## SOURCE EXCERPT
========================
Don’t give up.” Three simple words. Easy to say, yet difficult to live by when life deals a bad hand. To Street Roots vendor Vern Hannigan, a familiar presence outside Trader Joe’s on Northwest Glisan Street and 21st Avenue, they are synonymous with turning his life around after living on the streets for years.

“I spent about 10 years just living basically on the corner down by the bus stop on (Northwest Everett Street and Second Avenue),” Vern, who experiences chronic headaches after a serious work accident left him with a plate and screws in his neck, said. “Whether I worked or not, that's where I came and slept.”

Selling Street Roots, along with Vern’s perseverance, helped him find stability and community, things he yearned for since his childhood. Despite being poor, his mom and stepdad did their best to provide for Vern and his baby stepbrother, but relocating frequently, as the family did, was detrimental to making connections.

“I never really had any friends because I was always that new guy,” Vern said. “At some point, I gave up on trying to make friends because I knew we were going to pack up and leave. It hit my psyche.”

Getting introduced to drugs at a young age didn’t help either, though he eventually kicked those habits.
========================
## WHAT YOU WILL DO
**1.** Condense the paragraph in the vendor profile that begins "Selling Street Roots, along with Vern’s perseverance" into a shorter version that keeps its main facts.
**2.** Revise the vendor profile between "Selling Street Roots, along" and "to making connections.", inclusive, replacing "stepdad" with "stepfather".

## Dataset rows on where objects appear
========================
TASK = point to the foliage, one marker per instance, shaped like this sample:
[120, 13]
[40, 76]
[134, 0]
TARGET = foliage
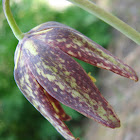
[18, 119]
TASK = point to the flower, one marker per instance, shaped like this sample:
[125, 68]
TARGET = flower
[46, 74]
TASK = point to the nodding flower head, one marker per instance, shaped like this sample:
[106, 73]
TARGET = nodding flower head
[46, 74]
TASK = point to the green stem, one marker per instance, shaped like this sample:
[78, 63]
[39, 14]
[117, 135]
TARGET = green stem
[109, 18]
[7, 11]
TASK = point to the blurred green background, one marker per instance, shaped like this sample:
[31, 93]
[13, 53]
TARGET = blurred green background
[19, 120]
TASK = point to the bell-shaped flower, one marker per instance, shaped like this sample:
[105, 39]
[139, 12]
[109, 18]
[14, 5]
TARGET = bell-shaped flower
[46, 74]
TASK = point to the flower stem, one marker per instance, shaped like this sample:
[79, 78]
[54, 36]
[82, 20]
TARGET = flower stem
[109, 18]
[12, 23]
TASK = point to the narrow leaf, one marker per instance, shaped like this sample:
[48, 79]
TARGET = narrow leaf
[77, 45]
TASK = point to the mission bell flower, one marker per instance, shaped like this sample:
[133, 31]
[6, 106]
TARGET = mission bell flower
[46, 74]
========================
## ANSWERS TO THE PROBLEMS
**1.** Selling Street Roots and his own perseverance gave Vern the stability and community he had wanted since childhood. His mom and stepdad were poor but did their best to provide for him and his baby stepbrother. The family's frequent moves made it hard for him to form connections.

**2.**
Selling Street Roots, along with Vern’s perseverance, helped him find stability and community, things he yearned for since his childhood. Despite being poor, his mom and stepfather did their best to provide for Vern and his baby stepbrother, but relocating frequently, as the family did, was detrimental to making connections.